■ **Exercise**:
Up to and including the line that holds "Practice. Identify the grassy slope", print the data exactly from its first line; do not print the pictures.

Data entries:
#####
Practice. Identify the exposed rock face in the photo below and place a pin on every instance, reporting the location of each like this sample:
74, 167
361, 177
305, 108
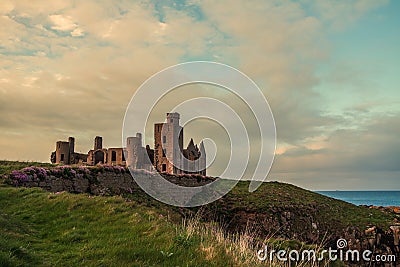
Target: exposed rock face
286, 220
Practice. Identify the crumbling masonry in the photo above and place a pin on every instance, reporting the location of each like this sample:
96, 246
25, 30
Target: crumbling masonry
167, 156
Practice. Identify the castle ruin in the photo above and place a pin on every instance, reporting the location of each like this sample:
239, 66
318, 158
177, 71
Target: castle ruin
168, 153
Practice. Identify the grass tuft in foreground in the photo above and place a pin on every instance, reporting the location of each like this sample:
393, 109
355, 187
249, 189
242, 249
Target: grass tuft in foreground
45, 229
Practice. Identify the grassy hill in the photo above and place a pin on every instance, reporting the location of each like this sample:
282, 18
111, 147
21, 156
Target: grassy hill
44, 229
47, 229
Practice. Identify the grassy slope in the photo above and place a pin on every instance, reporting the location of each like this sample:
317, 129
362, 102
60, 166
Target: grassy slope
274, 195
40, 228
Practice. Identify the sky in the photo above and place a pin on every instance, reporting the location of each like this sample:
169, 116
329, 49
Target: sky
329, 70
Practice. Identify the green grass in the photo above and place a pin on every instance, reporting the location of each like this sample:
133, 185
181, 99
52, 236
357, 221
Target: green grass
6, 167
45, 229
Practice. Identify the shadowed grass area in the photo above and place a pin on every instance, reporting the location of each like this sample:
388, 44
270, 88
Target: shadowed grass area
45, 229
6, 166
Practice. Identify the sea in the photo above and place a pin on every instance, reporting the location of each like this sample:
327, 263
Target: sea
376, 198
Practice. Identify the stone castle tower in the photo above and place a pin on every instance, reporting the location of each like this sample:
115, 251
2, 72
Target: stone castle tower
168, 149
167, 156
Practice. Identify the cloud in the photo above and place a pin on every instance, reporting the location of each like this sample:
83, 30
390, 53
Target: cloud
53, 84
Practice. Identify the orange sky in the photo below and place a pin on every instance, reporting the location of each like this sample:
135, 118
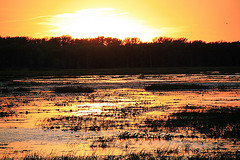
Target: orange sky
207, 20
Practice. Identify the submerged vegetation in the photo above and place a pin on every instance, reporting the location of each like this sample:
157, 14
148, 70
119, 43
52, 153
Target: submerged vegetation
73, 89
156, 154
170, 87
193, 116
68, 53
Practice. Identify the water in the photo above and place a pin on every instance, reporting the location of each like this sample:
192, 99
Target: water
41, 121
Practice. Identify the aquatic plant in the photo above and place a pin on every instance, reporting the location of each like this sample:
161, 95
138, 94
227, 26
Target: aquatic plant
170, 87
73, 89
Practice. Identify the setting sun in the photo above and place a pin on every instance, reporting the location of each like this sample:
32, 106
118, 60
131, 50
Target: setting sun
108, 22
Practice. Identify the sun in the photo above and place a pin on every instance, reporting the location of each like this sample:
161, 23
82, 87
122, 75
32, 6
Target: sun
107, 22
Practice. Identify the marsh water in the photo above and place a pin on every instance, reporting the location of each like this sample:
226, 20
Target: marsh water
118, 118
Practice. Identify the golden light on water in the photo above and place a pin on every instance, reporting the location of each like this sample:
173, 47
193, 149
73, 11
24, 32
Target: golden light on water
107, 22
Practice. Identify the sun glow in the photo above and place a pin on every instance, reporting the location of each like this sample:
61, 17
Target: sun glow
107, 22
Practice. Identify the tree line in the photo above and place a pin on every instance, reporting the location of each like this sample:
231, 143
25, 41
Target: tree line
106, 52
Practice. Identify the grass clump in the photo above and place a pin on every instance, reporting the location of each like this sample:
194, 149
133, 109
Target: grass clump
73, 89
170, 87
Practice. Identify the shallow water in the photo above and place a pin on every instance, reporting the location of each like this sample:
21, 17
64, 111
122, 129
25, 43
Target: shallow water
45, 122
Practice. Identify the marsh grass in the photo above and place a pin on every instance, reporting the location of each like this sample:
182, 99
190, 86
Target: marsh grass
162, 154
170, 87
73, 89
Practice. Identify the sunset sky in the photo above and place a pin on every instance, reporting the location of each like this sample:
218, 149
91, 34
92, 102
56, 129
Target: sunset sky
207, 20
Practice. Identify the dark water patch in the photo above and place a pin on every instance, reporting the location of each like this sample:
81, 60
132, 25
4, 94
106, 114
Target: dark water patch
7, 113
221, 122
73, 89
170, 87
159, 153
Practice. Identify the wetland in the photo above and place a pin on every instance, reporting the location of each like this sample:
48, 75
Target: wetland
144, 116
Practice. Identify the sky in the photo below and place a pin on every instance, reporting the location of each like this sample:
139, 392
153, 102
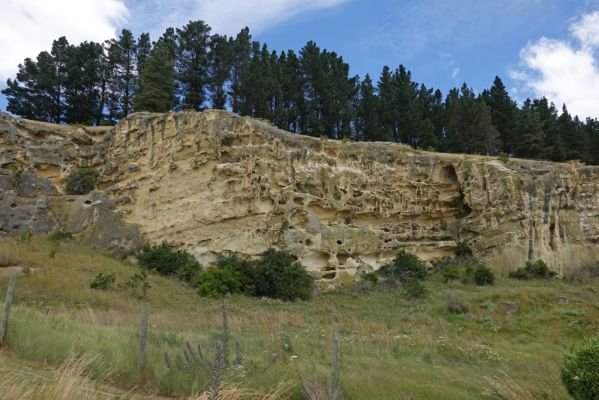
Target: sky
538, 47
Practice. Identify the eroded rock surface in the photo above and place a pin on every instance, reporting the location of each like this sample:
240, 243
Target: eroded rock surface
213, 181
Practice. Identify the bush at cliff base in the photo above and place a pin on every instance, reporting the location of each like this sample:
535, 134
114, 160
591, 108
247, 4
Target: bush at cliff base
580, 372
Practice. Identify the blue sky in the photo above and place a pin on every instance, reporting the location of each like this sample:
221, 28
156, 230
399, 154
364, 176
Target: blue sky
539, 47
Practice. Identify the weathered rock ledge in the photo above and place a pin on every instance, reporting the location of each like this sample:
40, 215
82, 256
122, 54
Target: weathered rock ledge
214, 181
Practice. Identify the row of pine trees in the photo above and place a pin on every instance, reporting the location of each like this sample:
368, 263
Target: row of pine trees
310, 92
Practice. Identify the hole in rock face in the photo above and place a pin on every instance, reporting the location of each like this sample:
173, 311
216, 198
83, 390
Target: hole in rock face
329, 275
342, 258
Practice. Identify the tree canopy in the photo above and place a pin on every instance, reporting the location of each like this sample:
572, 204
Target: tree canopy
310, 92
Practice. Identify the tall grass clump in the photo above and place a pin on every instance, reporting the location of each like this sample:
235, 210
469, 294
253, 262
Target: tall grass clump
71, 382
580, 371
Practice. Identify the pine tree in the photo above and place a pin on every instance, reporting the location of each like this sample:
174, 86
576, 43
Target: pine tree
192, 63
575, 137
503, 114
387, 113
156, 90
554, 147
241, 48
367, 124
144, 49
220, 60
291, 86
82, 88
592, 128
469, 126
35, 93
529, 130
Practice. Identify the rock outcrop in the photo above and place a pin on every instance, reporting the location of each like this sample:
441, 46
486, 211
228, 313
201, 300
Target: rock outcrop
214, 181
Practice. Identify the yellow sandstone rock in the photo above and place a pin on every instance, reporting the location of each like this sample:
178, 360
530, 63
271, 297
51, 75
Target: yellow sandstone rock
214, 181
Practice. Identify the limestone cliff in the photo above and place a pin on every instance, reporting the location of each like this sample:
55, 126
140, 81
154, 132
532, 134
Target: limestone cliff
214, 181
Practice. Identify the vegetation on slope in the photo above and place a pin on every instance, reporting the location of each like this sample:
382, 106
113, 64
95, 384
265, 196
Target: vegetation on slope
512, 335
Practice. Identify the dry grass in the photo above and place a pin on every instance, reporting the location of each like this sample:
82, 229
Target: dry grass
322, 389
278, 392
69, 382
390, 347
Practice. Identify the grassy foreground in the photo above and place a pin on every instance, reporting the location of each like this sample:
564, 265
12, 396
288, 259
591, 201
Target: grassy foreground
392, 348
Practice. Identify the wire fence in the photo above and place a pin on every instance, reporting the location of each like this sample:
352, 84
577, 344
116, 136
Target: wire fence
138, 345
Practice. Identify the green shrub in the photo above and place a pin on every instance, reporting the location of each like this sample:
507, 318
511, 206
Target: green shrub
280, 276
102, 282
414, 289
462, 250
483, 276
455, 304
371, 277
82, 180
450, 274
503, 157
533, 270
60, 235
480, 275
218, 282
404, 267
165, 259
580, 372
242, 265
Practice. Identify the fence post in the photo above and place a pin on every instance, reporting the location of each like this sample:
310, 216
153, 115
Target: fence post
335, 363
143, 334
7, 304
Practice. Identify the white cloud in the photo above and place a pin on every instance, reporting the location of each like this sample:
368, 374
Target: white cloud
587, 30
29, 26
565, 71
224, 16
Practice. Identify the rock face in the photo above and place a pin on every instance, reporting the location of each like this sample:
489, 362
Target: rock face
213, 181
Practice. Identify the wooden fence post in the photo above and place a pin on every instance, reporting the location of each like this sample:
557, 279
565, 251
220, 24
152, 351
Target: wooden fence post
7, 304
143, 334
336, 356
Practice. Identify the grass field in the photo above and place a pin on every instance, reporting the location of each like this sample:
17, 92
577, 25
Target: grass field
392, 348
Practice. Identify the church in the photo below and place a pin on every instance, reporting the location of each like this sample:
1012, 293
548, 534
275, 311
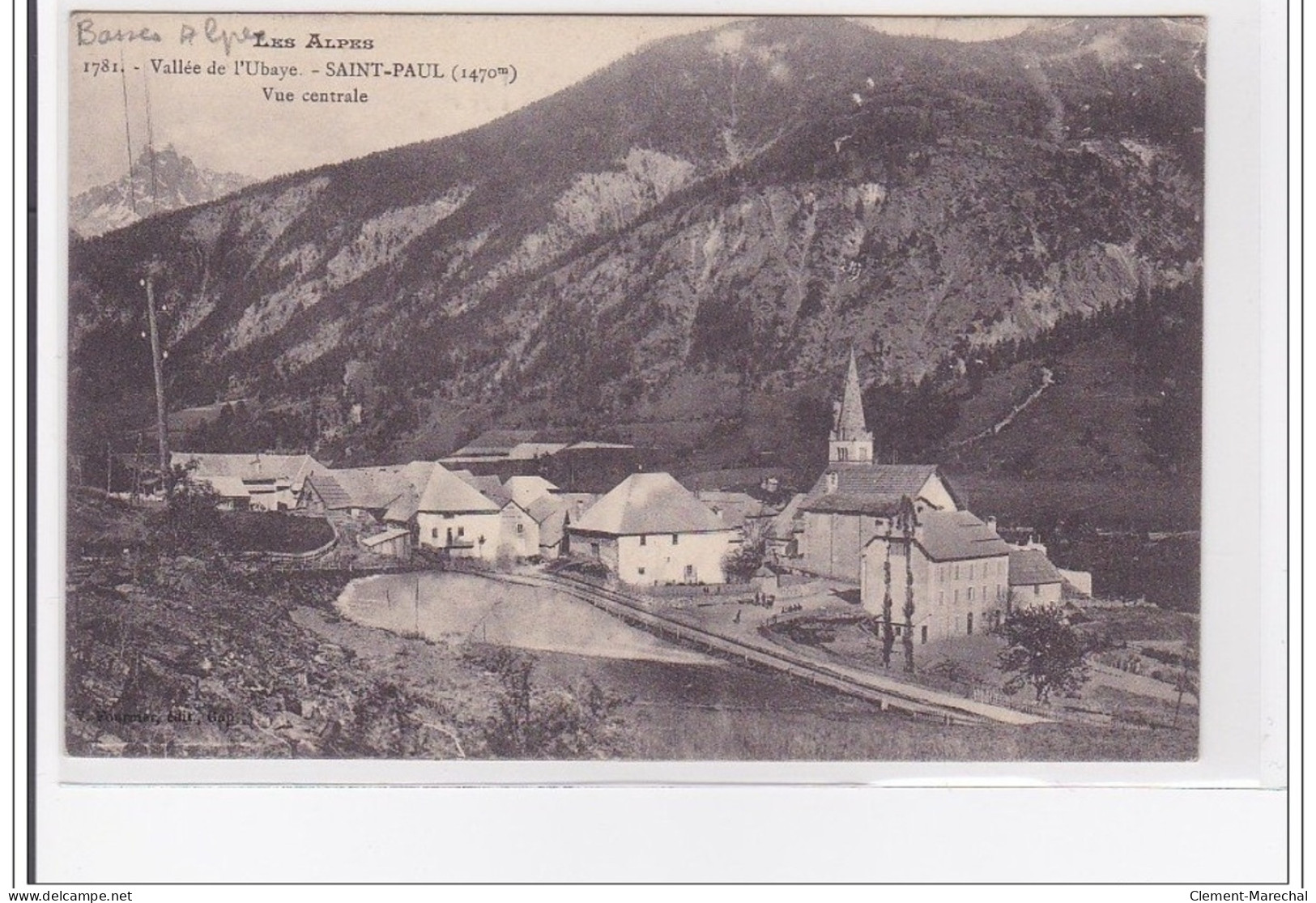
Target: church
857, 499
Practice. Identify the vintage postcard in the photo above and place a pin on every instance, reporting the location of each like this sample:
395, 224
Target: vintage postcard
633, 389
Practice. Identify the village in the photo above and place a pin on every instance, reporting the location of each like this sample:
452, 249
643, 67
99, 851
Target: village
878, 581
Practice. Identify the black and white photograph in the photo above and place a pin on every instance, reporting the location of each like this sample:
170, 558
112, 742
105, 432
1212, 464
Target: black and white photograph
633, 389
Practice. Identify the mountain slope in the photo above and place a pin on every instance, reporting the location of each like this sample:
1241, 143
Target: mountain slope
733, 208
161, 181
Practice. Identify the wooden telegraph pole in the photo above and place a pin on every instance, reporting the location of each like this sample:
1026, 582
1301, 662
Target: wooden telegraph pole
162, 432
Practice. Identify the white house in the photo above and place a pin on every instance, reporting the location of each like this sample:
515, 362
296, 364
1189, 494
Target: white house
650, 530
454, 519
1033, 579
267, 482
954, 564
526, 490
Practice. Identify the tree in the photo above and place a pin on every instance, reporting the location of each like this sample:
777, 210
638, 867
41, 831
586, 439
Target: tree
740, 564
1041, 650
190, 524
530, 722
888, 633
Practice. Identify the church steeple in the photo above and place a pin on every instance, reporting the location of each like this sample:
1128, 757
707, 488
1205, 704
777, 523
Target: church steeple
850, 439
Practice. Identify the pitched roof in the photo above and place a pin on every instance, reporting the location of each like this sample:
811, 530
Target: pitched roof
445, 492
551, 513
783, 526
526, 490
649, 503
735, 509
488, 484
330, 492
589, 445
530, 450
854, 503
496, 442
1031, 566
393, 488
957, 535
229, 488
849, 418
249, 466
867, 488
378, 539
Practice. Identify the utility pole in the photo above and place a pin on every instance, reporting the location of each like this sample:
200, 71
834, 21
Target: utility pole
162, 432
#####
■ **Exercise answer**:
Practice. Identify the exposed rock face in the photo below and place a pin on every instance, reporting the location of each like this sample:
74, 167
361, 177
305, 108
Target: exposed rock face
286, 220
Practice. Identify the crumbling masonry in the photo above and place a pin on every instance, reporting the location of each like this sample:
96, 246
25, 30
Target: crumbling masonry
167, 156
Practice. Identify the castle ruin in the photo above and place a pin on every instance, reporting the location of each like this sample:
239, 66
318, 158
177, 71
Target: castle ruin
168, 153
Practice. Identify the grass tuft in foreground in the photo above and place a pin on every instance, reporting the location of each like this sample:
393, 109
355, 187
249, 189
242, 249
Target: grass tuft in foreground
45, 229
Practice. Identify the grassy hill in the photo above and place a pin on every instance, reporting the location of each like this sample:
282, 18
111, 147
21, 156
Target: grassy hill
44, 229
47, 229
Practice. Identify the grassy slope in the photo above and place a pin on every instance, reporting the location of each like this sample:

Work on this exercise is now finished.